REQUIRED WORK
A – Restate the Sam Neill tribute starting with "There were set" and going on through "never lightly delivered.", swapping "lunch" for "dinner".
B – Extend the Sam Neill tribute onward from its final sentence.

-- start of SELECTED TEXT --

Sam Neill: actor, husband and father. A movie star, certainly, but also a distinguished actor who never chose a role for its sparkle, and preferred the clever writing of obscure masterpieces to big-ticket blockbuster movies.
A winemaker too, he was, and perhaps the most charming man you could ever meet. Whatever all of that adds up to, Neill, who has died aged 78, was certainly an unlikely Hollywood star.
Fame came to the Northern Ireland-born New Zealand transplant somewhat unexpectedly: television roles on The Sullivans and the miniseries Lucinda Brayford, and the film My Brilliant Career, led to the American horror film Omen III: The Final Conflict, in which this most charming of exports was called upon to play the antichrist. It was, as you might say in the acting world, quite a leap.
By 1983, on television, he was Reilly, Ace of Spies, a role which put him into contention for a gig as James Bond, when the search to replace Roger Moore in the mid-1980s was under way. And by the late 1980s, Dead Calm put him firmly on the Hollywood map: a leading man with a complex edge that exploited his extraordinary range: from heroic, to sinister, sometimes in the same role.
What all of that reveals is a man who was a most unlikely arrival in the money and fame factory of Hollywood, one whose ambition was likely a combination of his own dreams, and the professional momentum of big screen success and the fact that every actor’s non-negotiable final destination was Los Angeles.
The most striking thing about Neill, when you met him, was a lack of vanity. In that sense, he was almost without a full understanding of either his success, or the effect it had when he entered a room.
When I first met him, I found him genuinely intimidating, largely because his performance as Damien Thorn in The Final Conflict had been the wallpaper of my horror movie nightmares for a decade as a child. When I told him that, he was amused, but also slightly appalled. And perhaps, to his credit, he put in a sterling effort to rebrand himself in my eyes.
In conversation, he was supremely charismatic, with a piercing gaze. Handsome, of course, but not in a Hollywood way. The kind of man you met, and fell in love with, before you’d even put down the menu.
There were set visits, where he would greet you open-armed with a disarming smile. A long and memorable lunch with him and the late (and sometimes terrifying) actor Wendy Hughes. A man who was far more at ease when the tape recorder was off, than when it was on the table and running.
Occasionally, too, there were conversational jousts. Neill was not a man afraid to share his opinion, especially if he disagreed with you. And these were conversations you took seriously. As a thinker, he was cautious and considered. And an aside, or an email, was never lightly delivered.
One memorable clash: I called the television miniseries House of Hancock camp. He disagreed, firmly. We agreed to disagree, and shook hands. Or maybe we didn’t. But when I saw him again, he smiled that smile. And I knew we were OK.
Of course, the film they will etch into the top of his epitaph in Hollywood is Jurassic Park, the Steven Spielberg science factish-meets-science fiction blockbuster in which he played the likeable, easy-going palaeontologist Dr Alan Grant.

-- end of SELECTED TEXT --
-- start of AVAILABLE DATA --

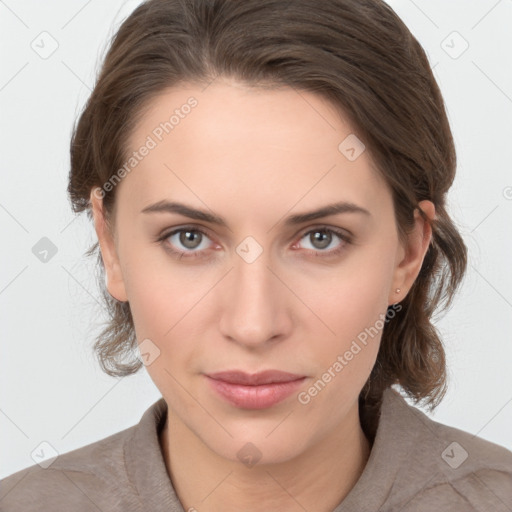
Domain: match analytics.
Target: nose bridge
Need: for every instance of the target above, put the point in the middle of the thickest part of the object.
(253, 311)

-- end of AVAILABLE DATA --

ANSWERS TO THE EXERCISE
A –
There were set visits, where he would greet you open-armed with a disarming smile. A long and memorable dinner with him and the late (and sometimes terrifying) actor Wendy Hughes. A man who was far more at ease when the tape recorder was off, than when it was on the table and running.
Occasionally, too, there were conversational jousts. Neill was not a man afraid to share his opinion, especially if he disagreed with you. And these were conversations you took seriously. As a thinker, he was cautious and considered. And an aside, or an email, was never lightly delivered.

B –
Neill famously got the role because another unlikely Hollywood star Harrison Ford turned it own. But Neill delivered a luminous performance, which exploited his gentle presence and naturally friendly manner, and it was his confirmation as an old-school movie star.
However, in truth the wider work of Sam Neill is perhaps even more compelling. Smaller and more obscure roles, in rich and complex films that leave behind a tapestry of artistic work that would be the envy of the world’s finest actors. Death in Brunswick, In the Mouth of Madness, Children of the Revolution, Hunt for the Wilderpeople and, of course, The Dish, one of the most tenderly assembled, beloved films in the Australian film canon.
Writing in his memoir, Did I Ever Tell You This?, Neill put things in perspective: “If I’ve made a film that turns out to be good, that’s a good result. If I’ve made a film that’s good and made a couple of friends, that’s a great result. If I’ve made a film that’s no good, but I made a friend, that’s still another great result.”
What will ultimately define him is that despite the unfurling of Hollywood’s red carpet, he created for himself a brilliant career based on better choices, and more personally meaningful opportunities. On his days off, he crafted fine wine like he crafted fine characters. Memorable. Flavourful. Full of body and complex notes.
Depending on your age, and appetite, what you remember best might be Alan Grant’s widening eyes when he sees the towering brachiosaurus in Jurassic Park, John Trent’s haunting laughter that turns into tears in In the Mouth of Madness, or Hec reading his haiku to Ricky – Me and this fat kid / We ran we ate and read books / And it was the best – in Hunt for the Wilderpeople.
And with such a body of work, captured forever on celluloid, Neill is gifted with something rare and extraordinary; a kind of immortality that will leave the projector running long after he has left the room, holding those beloved images captive for all time.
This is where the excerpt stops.